Dr Michael Lombardo, lead author of the work from the University of Cyprus and the University of Cambridge said, the biological cascade triggered by this effect is not well understood, particularly on how it may be similar to known biology behind conditions like autism.

 “This was the motivation behind why we did the study,” he said.

The scientists found that maternal immune activation alters the activity of multiple genes and pathways in the fetus’s brain. Importantly, many of these genes are known to be important in the development of autism and to key brain developmental processes that occur before birth. 

“The more we understand about how brain development is disrupted by these effects, the higher the chance of finding amenable targets for potential therapeutic intervention or for informing how to prevent such risk from occurring in the first place,” said Dr Tiziano Pramparo, senior author of the work from the University of California, San Diego.

While the effects caused by maternal immune activation are transient, the researchers argue that they may be very potent during fetal development and may cause different characteristics in the individual depending on when it occurs during pregnancy. 

Meanwhile, a consultant pediatrician and the Director of Clinical Services,  National Hospital, Abuja, Dr Oluseyi Oniyangi said effects of infection in pregnancy could sometimes be mild or very serious.

 “When infections occurs in the mother it is possible it can affect the unborn child,” she said.

She said, since the first trimester is the most sensitive stage in the development of a baby, any infection or pathology that affects the baby at this stage usually is most devastating and tend to have the most effect on the unborn child.

• _Data for analysis_
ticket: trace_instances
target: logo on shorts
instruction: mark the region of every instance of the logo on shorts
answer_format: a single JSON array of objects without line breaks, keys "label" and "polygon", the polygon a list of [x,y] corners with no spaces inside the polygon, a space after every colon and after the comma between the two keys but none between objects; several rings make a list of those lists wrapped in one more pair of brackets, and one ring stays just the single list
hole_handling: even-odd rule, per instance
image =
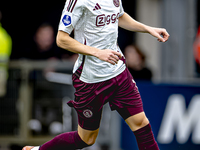
[{"label": "logo on shorts", "polygon": [[89,109],[86,109],[83,111],[83,115],[86,117],[86,118],[91,118],[93,116],[93,113],[91,110]]},{"label": "logo on shorts", "polygon": [[113,0],[113,3],[116,7],[119,7],[119,0]]},{"label": "logo on shorts", "polygon": [[62,22],[65,26],[68,26],[72,23],[71,17],[69,15],[64,15]]}]

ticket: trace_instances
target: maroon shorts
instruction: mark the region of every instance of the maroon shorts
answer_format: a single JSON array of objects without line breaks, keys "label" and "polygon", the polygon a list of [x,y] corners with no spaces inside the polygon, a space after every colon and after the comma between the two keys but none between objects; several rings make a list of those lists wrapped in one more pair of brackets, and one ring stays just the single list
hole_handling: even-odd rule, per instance
[{"label": "maroon shorts", "polygon": [[99,128],[102,108],[107,102],[124,119],[143,112],[140,93],[128,69],[110,80],[92,84],[79,79],[81,70],[82,67],[72,76],[75,100],[68,105],[76,109],[79,125],[83,129]]}]

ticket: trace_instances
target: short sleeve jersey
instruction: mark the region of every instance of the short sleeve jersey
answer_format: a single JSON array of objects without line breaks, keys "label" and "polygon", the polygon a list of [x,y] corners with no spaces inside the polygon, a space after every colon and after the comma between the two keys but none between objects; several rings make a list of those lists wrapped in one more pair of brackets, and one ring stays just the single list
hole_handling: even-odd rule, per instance
[{"label": "short sleeve jersey", "polygon": [[[67,0],[62,12],[59,30],[68,34],[74,30],[74,39],[98,49],[111,49],[122,54],[117,45],[118,18],[124,14],[121,0]],[[123,54],[122,54],[123,55]],[[79,57],[75,72],[84,61],[80,80],[97,83],[109,80],[122,73],[126,66],[119,60],[112,65],[94,56]]]}]

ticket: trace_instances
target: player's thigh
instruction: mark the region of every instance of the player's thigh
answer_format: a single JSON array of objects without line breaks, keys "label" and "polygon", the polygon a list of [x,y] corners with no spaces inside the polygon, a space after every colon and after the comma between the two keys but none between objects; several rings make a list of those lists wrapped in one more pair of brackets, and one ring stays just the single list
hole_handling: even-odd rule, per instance
[{"label": "player's thigh", "polygon": [[96,129],[93,131],[86,130],[78,125],[78,134],[81,137],[81,139],[88,145],[92,145],[95,143],[98,133],[99,133],[99,129]]},{"label": "player's thigh", "polygon": [[149,124],[149,120],[147,119],[144,112],[130,116],[125,121],[128,124],[128,126],[131,128],[132,131],[136,131],[136,130],[146,126],[147,124]]}]

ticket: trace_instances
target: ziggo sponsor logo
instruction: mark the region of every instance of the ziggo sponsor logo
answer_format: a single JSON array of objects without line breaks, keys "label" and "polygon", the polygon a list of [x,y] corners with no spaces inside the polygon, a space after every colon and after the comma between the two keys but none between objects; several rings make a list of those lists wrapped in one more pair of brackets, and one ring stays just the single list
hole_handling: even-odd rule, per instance
[{"label": "ziggo sponsor logo", "polygon": [[110,23],[115,23],[118,18],[119,18],[119,13],[107,15],[107,16],[105,14],[98,15],[96,17],[96,26],[100,27],[100,26],[109,25]]}]

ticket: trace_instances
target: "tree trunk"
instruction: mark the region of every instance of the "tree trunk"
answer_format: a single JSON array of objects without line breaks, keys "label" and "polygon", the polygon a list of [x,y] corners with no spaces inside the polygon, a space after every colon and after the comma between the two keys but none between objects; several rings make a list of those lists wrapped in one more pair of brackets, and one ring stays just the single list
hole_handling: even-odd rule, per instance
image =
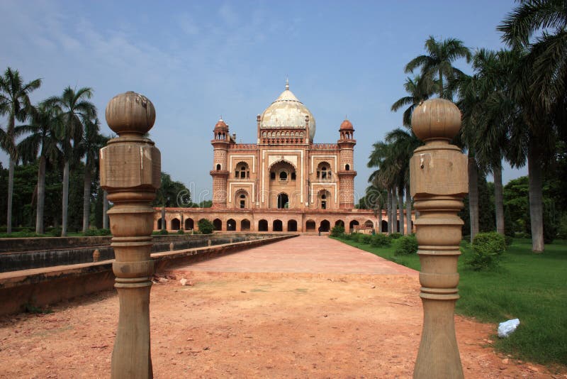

• _Description of the task_
Continue the article on infection in pregnancy and autism risk from the point where it stops.

• _Answer to this task_
“Because the infections occur when the organs are being formed, the baby may be born with a smaller size than a new born baby should weigh. A new born should weigh more than 2.5 kilograms. Other effects include prolonged jaundice, rashes, cataracts in the eyes or with small size head like the zika virus. They may have heart defects like hole in the heart. They may also have inflammation of the liver in some instances,” she said.

Dr Oniyangi said that some of these defects were compatible with life while some are not. “They tend to have high degree of mortality especially in the first year of life and even when the children survive, it can be a cause for mental retardation in the children or cerebral palsy,” she said.

The treatment she said, depended on what was seen on the child.  “For example the child with a small size head whose brain was not properly developed, there is nothing that can be done other than helping him or her live a life that is compatible with its own degree of development.  But if the child has cataract, new born syphilis or herpes, we can treat them with drugs,” she said.

She said the most devastating was the one that had long time effects like mental retardation, as it has no treatment. 

“When it sets in, the child will not be able to achieve his full potential in life,” she said.

Dr Oniyangi  said prevention was the most effective way to tackle these infections, adding that when they occur in a new born, early detection and treatment was necessary. 

She said one way to prevent it, was to ensure that we have healthy children before they grow into adulthood. 

She said: “For instance, children should have rubella vaccination as girls before they get into adulthood and get pregnant, this will help the babies not to contact the infection. Others such as, sexually transmitted diseases can be avoided through proper education;   attending antenatal clinic will enable the woman have proper education about her unborn child.  She gets education to keep herself healthy and take care of her unborn child, and to eat properly so that she can have improved nutrition to fight infections.”

She advised pregnant women to avoid keeping pets like cats to prevent being infected. 

“When you have a pet, take it to veterinary doctors for proper vaccination. Keep your environment clean to avoid mosquitoes, make use of mosquito treated nets because we don’t know how far this Zika virus travels,” she said.